### Exercise requirements
Convert the stretch from the first line through the line containing "M119 43L124 43L125" into a numbered list, skipping blank lines. Leave the pictures out of the answer.

___ Data lines ___

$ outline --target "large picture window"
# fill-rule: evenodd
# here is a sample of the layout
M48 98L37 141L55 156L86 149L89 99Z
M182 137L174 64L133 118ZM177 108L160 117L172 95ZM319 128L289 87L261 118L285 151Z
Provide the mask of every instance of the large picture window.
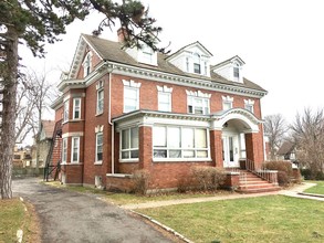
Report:
M138 159L138 127L122 130L121 148L123 160Z
M209 142L205 128L155 126L153 128L154 158L209 158Z

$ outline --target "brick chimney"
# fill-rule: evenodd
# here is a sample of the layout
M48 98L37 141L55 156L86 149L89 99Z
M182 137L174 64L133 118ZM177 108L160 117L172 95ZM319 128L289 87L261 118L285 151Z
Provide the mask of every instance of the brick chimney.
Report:
M119 43L124 43L125 42L125 39L127 38L127 31L126 31L126 28L125 27L121 27L118 30L117 30L117 36L118 36L118 42Z

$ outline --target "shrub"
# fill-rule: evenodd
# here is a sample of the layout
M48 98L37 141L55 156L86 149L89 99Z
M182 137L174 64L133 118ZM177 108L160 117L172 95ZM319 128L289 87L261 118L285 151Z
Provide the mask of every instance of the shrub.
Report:
M288 187L290 183L290 178L285 171L278 171L278 183L281 187Z
M149 172L136 170L133 173L133 191L138 194L146 194L149 186Z
M202 166L192 167L190 177L192 178L194 188L198 190L216 190L226 179L222 169Z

___

### Result of the exercise
1. $ outline --target "large picture window"
2. # fill-rule: evenodd
3. # here is a sample of the layout
4. M48 98L37 141L55 156L86 149L89 99Z
5. M182 137L174 64L133 118ZM177 108L160 117L172 95ZM319 128L289 87L261 118L285 151Z
6. Provide the mask of every instance of the large picture window.
7. Report:
8. M138 159L138 127L122 130L121 148L123 160Z
9. M209 142L205 128L155 126L153 128L154 158L209 158Z
10. $ outline --target "brick chimney"
11. # fill-rule: evenodd
12. # here is a sample of the layout
13. M48 98L37 141L55 156L86 149L89 99Z
14. M182 137L174 64L133 118ZM177 108L160 117L172 95ZM319 128L289 87L261 118L285 151Z
15. Provide the mask of every instance of the brick chimney.
16. Report:
17. M119 43L124 43L125 42L125 39L127 38L127 31L126 31L126 28L125 27L121 27L118 30L117 30L117 36L118 36L118 42Z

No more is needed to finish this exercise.